## WHAT NEEDS TO BE DONE:
Pick up the Mercurial tutorial text below where it stops and continue it.

Mercurial command-line is very smart and knows how to shorthand commands. ``hg
ci`` is equivalent to ``hg commit``. "Commit" means to "take the difference
between the current revision and the working copy and store the difference in
the repository as a new changeset". Therefore after the commit you have a new
changeset. If you want to see what files are in each of the changesets, use
``hg log --stat``:
.. code-block:: none
:linenos:
$ hg log --stat
changeset: 0:2fee2d78ec72
tag: tip
user: yungyuc
date: Sat Jun 15 20:52:23 2013 +0800
summary: Initial commit.
file_a | 0
1 files changed, 0 insertions(+), 0 deletions(-)
Adding New Files
++++++++++++++++
When we make new files in the working copy, by default Mercurial doesn't track
them. For example, let's make several empty files:
.. code-block:: none
:linenos:
$ touch file_b file_c file_d
$ hg ci -m "This commit won't work."

## DATA LINES:
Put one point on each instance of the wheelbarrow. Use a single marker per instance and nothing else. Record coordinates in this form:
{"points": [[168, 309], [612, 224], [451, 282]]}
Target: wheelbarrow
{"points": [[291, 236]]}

## TASK RESULT:
nothing changed
$ ls
file_a file_b file_c file_d
See? ``hg ci`` doesn't allow us to commit a changeset because it thinks
"nothing changed", but indeed there are three new files ``file_b``, ``file_c``,
and ``file_d``. It becomes clear that Mercurial doesn't "know" these new files
when we use the ``hg st`` (status) command:
.. code-block:: none
:linenos:
$ hg st
? file_b
? file_c
? file_d
The question marks (``?``) indicate those files are not tracked by Mercurial.
We need to ``hg add`` them:
.. code-block:: none
:linenos:
$ hg add file_b file_c file_d
yungyuc@hayate:~/work/writing/pyengr/tmp/proj
$ hg st
A file_b
A file_c
A file_d
yungyuc@hayate:~/work/writing/pyengr/tmp/proj
$ hg ci -m "Add three more files."
$ hg log --stat
changeset: 1:7fb98d36f680
tag: tip
user: yungyuc
date: Sun Jun 16 16:04:51 2013 +0800
summary: Add three more files.
file_b | 0
file_c | 0
file_d | 0
3 files changed, 0 insertions(+), 0 deletions(-)
changeset: 0:2fee2d78ec72
user: yungyuc
date: Sat Jun 15 20:52:23 2013 +0800
summary: Initial commit.
file_a | 0
1 files changed, 0 insertions(+), 0 deletions(-)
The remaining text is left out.